:: What is required ::
A word-for-word copy of the lines from the one holding "of the wall" through the final line of the records below is the only output asked for.

:: Records for this task ::
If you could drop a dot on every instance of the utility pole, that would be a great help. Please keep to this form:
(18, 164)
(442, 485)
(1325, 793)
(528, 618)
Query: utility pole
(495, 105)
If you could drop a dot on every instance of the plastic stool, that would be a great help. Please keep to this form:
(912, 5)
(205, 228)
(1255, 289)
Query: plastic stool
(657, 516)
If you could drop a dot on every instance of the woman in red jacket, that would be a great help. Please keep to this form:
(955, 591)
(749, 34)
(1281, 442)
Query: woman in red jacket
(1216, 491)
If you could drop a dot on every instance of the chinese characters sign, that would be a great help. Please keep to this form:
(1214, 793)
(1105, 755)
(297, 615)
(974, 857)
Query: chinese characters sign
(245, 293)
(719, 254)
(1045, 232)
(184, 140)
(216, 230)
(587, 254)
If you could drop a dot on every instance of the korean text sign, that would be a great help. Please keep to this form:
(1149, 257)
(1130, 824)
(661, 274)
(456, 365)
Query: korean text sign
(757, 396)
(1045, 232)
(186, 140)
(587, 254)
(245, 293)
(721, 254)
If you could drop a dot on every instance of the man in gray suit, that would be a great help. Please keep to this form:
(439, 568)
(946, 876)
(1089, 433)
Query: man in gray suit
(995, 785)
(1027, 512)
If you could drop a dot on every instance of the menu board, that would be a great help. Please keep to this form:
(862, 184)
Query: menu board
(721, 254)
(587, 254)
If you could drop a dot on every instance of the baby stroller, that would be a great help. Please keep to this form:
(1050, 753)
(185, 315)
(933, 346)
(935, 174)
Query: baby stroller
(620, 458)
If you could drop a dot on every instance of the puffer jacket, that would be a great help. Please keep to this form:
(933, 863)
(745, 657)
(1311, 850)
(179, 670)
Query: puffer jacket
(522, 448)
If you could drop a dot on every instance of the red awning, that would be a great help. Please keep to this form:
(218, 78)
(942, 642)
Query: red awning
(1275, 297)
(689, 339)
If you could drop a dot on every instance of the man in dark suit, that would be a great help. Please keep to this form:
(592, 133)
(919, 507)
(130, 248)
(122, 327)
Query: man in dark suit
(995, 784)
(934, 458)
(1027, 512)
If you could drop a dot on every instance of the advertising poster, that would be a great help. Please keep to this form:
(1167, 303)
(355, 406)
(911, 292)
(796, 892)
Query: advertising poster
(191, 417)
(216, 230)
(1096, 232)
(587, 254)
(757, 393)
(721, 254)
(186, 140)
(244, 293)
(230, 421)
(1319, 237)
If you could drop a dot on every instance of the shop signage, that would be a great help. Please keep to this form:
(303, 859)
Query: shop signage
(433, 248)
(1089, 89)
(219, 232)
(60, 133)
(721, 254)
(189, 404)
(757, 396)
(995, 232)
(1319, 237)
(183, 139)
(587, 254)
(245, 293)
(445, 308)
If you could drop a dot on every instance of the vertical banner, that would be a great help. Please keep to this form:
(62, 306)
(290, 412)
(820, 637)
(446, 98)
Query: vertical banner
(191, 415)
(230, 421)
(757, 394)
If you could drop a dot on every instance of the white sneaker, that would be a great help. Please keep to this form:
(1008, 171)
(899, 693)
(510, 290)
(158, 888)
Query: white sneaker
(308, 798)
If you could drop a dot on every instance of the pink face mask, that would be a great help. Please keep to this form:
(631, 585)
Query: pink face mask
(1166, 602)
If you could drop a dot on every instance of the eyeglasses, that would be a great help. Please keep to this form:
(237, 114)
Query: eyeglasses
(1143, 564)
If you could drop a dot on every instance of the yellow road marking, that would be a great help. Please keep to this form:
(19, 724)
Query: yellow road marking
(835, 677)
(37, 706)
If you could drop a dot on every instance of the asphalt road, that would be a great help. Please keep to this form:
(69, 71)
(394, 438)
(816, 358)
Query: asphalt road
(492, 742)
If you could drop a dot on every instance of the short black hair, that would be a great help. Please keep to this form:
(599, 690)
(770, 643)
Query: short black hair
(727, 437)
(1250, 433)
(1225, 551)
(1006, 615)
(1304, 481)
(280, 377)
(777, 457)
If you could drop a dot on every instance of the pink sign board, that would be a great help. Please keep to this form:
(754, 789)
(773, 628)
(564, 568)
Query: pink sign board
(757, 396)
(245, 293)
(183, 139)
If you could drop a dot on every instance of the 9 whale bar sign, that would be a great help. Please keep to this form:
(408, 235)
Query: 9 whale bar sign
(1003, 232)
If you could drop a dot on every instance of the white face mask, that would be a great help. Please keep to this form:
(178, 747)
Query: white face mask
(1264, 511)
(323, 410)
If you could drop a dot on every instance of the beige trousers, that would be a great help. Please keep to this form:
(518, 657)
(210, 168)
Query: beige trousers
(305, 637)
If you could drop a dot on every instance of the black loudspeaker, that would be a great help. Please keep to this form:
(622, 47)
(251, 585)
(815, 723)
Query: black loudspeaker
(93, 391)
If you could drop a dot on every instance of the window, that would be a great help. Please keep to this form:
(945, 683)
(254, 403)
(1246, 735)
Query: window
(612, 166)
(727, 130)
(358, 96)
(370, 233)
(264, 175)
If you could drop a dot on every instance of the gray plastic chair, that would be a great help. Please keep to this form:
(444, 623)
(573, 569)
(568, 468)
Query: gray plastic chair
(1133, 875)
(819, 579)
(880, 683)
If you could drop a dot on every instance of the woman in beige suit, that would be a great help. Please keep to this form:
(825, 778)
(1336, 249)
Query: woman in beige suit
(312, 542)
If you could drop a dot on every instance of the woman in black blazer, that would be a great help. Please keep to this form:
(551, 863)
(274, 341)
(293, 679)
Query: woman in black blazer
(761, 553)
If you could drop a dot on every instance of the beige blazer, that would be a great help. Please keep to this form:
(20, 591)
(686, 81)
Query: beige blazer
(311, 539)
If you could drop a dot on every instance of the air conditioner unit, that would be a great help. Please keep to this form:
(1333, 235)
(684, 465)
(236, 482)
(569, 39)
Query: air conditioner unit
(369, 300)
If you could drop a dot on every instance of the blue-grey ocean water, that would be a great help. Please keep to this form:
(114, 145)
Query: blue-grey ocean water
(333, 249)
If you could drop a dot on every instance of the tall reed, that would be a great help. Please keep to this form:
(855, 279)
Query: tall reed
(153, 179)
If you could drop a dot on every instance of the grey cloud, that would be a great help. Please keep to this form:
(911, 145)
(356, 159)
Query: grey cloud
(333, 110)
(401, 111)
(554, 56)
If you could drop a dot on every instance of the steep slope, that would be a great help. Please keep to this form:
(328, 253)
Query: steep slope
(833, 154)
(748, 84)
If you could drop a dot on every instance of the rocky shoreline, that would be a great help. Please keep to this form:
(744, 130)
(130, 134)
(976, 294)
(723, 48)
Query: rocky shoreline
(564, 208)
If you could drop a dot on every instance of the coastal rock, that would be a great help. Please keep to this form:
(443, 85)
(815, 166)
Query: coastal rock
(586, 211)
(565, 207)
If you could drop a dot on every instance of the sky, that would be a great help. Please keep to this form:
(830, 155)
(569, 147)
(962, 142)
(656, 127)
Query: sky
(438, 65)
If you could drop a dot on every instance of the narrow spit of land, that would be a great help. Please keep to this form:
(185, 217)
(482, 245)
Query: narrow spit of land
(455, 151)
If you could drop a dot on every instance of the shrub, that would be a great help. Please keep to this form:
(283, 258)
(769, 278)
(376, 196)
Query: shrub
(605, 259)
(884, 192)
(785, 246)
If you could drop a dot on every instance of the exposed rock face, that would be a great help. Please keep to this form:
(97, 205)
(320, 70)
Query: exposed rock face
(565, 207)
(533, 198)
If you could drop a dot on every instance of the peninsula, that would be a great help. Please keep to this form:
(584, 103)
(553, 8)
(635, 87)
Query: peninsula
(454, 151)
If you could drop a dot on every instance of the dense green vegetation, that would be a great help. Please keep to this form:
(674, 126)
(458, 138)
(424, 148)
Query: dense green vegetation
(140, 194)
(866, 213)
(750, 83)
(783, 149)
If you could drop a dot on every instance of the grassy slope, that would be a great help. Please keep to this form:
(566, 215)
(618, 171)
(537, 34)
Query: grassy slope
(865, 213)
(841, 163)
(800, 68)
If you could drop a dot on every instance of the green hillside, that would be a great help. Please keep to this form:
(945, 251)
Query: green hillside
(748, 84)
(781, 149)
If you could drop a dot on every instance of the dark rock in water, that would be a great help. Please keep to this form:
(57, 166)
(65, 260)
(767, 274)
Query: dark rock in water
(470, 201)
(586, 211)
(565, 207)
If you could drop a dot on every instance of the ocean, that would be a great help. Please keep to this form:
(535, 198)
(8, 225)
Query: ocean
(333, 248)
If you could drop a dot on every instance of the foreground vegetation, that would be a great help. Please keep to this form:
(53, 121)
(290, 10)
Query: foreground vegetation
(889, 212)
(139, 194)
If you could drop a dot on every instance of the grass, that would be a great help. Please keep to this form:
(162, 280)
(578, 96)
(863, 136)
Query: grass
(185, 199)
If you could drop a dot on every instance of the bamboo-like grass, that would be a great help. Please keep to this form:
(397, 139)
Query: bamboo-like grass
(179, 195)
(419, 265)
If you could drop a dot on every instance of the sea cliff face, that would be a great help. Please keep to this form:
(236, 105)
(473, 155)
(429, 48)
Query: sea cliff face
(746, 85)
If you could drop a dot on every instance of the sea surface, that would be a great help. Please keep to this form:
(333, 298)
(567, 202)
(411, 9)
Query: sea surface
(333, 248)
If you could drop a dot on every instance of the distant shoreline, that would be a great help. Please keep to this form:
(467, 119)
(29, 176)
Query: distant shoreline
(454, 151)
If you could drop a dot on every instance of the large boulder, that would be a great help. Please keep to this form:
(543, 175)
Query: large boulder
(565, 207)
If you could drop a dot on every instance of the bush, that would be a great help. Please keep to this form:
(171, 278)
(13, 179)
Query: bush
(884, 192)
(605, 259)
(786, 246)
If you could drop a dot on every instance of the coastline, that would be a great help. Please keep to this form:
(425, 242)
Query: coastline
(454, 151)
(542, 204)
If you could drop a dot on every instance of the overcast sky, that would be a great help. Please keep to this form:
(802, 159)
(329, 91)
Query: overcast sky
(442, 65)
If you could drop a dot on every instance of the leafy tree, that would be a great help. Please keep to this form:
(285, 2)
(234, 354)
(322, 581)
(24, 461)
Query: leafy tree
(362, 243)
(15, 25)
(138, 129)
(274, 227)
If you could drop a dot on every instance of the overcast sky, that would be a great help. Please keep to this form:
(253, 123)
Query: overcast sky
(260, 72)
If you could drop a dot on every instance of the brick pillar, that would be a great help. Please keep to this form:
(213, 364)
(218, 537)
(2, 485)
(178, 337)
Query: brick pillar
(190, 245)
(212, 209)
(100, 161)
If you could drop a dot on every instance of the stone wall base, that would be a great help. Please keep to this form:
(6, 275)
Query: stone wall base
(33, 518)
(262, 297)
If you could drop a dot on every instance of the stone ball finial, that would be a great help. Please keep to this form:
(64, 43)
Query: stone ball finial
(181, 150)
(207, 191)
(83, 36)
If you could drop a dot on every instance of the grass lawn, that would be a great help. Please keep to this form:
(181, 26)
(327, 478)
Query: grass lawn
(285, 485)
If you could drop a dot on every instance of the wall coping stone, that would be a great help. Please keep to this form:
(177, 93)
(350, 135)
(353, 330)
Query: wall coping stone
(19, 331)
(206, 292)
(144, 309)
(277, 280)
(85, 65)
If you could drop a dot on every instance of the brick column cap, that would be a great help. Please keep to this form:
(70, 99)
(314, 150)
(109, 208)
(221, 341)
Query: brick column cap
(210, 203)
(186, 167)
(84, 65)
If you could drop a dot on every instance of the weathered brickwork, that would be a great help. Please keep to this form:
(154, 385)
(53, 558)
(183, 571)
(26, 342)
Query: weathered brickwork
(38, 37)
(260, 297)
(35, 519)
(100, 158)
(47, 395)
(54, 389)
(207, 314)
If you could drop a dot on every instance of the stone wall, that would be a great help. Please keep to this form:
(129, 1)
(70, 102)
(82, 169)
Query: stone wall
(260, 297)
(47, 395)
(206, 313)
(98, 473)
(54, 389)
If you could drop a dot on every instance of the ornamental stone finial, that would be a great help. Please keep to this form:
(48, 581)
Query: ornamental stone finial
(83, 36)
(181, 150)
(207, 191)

:: Reply ::
If you could drop a dot on every instance of the wall coping stone, that would be a great help. Please keep to this form:
(177, 93)
(350, 135)
(353, 330)
Query: wall coping stone
(19, 331)
(206, 292)
(144, 309)
(277, 280)
(85, 65)
If you could drop a dot on every instance of the brick column cap, that would be a great help. Please keep to this form:
(70, 99)
(314, 150)
(109, 208)
(221, 341)
Query: brick column cap
(210, 203)
(186, 167)
(84, 65)
If you could drop a dot on every instance of the weathered brickwork, that would be a great help. Please keep to this form:
(154, 385)
(53, 558)
(183, 571)
(26, 342)
Query: weathered brickwork
(38, 37)
(260, 297)
(35, 519)
(100, 158)
(47, 395)
(54, 389)
(207, 314)
If you could drop a dot on every instance of the stone wall, that would be a great help. Please keep to this form:
(129, 1)
(70, 102)
(82, 169)
Query: stone wall
(260, 297)
(47, 395)
(206, 313)
(98, 473)
(54, 389)
If you could drop a dot on every instance of the ornamental stone finial, that would be a great help. Please keep to this form:
(48, 581)
Query: ornamental stone finial
(83, 36)
(181, 150)
(207, 191)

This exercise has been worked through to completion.